Excerpt to read -
Around 1996 I was part of the CEN TC251 crowd for a while, not as a member but as an observer. CEN is the European standards organization, and TC251 is “Technical Committee 251”, which is the committee that does all the medical IT standardization. The reason I was involved is that I was then working as a consultant for the University of Ghent in Belgium and I had as task to create a Belgian “profile” of the “Summary of Episode of Care” standard for the Belgian market. So I participated in a number of meetings of the TC251 working groups.
For those that are in the know, I must stress that this was the “original” standards effort, all based on Edifact like structures and before the arrival of XML on the stage. I’ve heard from people that the standards that were remade in XML form are considerably more useful than the stuff we had to work with.
I remember this period in my life as a period of meeting a lot of interesting people, having a lot of fun, but at the same time being excruciatingly frustrated by overly complex and utterly useless standards. The standards I had to work with simply didn’t compute. For months I went totally bananas trying to make sense of what was so extensively documented, but never succeeded. After a serious talk with one of the chairpersons, a very honest Brit, I finally realized that nobody had ever tried out this stuff in reality and that most, maybe even all, of my complaints about inconsistencies and impossibilities were indeed real and recognized, but that it was politically impossible to publicly admit to that. Oboy…
I finally got my “profile” done by simply chucking out the whole lot and starting over again, writing the entire thing as I would have done if I’d never even heard of the standards. That version was immediately accepted and I was recently told it still is used with hardly any changes as the Belgian Prorec standard, or at least a part of it.
The major lesson I learned from the entire CEN debacle (it was a debacle for me) is that the first rule in standardization of anything is to avoid it. Don’t ever start a project that requires a pre-existing standard to survive. It won’t survive. The second rule is: if it requires a standard, it should be small and functional, not semantic. The third is: if it is a semantic standard, it should comprise a maximum of a few tens of terms. Anything beyond a hundred is useless.
It’s easy to see that these rules hold in reality. HTML is a hugely successful standard since it’s small and has just a few semantic terms, such as GET, PUT, etc. XML: the same thing holds. Snomed CT: a few hundred thousand terms… you don’t want to hear what I think of that, you’d have to wash your ears with soap afterwards.
From all my years of developing software, I’ve never ever encountered a problem that needed a standard like Snomed CT, that couldn’t just as well be solved without it. During all those years, I’ve never ever seen a project requiring such a massive standards effort as Snomed CT, actually succeed. Never. I can’t say it couldn’t happen, I’m only saying I’ve never seen it happen.
The right way to design software, in my world, is to construct everything according to your own minimal coding needs, but always keep in mind that all your software activities could be imported and exported using a standard differing from what you do internally. That is, you should make your data simple enough and flexible enough to allow the addition of a standard later. If it is ever needed. In short: given the choice between simple or standard, always choose simple.
Exactly how to do this is complex, but not complex in the way standards are, only complex in the way you need to think about it. In other words, it requires that rarest of substances, brain sweat. Let me take a few examples.

Extracted material -
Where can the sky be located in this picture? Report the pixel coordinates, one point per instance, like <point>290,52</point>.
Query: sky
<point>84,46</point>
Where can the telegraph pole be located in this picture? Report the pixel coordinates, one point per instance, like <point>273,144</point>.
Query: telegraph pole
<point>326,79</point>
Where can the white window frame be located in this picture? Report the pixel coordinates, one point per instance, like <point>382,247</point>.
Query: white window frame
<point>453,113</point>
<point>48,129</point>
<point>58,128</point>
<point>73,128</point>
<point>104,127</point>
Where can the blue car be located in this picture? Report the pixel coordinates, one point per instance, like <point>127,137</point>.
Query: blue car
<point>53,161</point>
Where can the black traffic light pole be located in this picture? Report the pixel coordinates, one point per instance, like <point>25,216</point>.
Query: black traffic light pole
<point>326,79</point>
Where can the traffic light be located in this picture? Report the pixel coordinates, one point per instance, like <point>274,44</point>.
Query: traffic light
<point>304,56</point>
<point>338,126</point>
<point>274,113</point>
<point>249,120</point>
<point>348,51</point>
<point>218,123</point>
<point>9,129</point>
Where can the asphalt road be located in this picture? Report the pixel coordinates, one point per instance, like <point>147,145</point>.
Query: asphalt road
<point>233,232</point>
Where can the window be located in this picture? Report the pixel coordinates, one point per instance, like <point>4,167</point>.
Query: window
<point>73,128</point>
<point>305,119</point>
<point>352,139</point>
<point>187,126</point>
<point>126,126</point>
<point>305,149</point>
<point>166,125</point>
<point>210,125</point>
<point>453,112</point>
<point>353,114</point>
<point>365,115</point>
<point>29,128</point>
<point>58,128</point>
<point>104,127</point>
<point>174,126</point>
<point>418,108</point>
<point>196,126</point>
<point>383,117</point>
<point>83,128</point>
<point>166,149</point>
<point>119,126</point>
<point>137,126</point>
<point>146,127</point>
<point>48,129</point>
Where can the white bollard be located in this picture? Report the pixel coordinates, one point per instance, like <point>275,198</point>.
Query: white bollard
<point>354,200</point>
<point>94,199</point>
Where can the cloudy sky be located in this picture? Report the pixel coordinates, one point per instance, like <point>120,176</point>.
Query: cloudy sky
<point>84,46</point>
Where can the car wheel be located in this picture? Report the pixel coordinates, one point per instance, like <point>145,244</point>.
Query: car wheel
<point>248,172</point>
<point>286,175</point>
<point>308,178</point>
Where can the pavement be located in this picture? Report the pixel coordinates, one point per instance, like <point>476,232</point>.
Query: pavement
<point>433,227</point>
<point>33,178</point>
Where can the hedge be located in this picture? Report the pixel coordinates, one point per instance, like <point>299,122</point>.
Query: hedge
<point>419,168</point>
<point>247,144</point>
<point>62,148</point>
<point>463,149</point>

Complete the following -
[A] Return the portion of the passage about medical IT standards starting at "The major lesson" and ending at "with soap afterwards.", copied word for word.
[B] Answer these questions using the passage about medical IT standards, one answer per line, marked as the questions are:
(i) What does the name TC251 stand for?
(ii) For which university was the writer working as a consultant?
(iii) Under the second rule, what should a required standard be?

Responses in order -
[A]
The major lesson I learned from the entire CEN debacle (it was a debacle for me) is that the first rule in standardization of anything is to avoid it. Don’t ever start a project that requires a pre-existing standard to survive. It won’t survive. The second rule is: if it requires a standard, it should be small and functional, not semantic. The third is: if it is a semantic standard, it should comprise a maximum of a few tens of terms. Anything beyond a hundred is useless.
It’s easy to see that these rules hold in reality. HTML is a hugely successful standard since it’s small and has just a few semantic terms, such as GET, PUT, etc. XML: the same thing holds. Snomed CT: a few hundred thousand terms… you don’t want to hear what I think of that, you’d have to wash your ears with soap afterwards.

[B]
(i) Technical Committee 251
(ii) The University of Ghent in Belgium
(iii) Small and functional, not semantic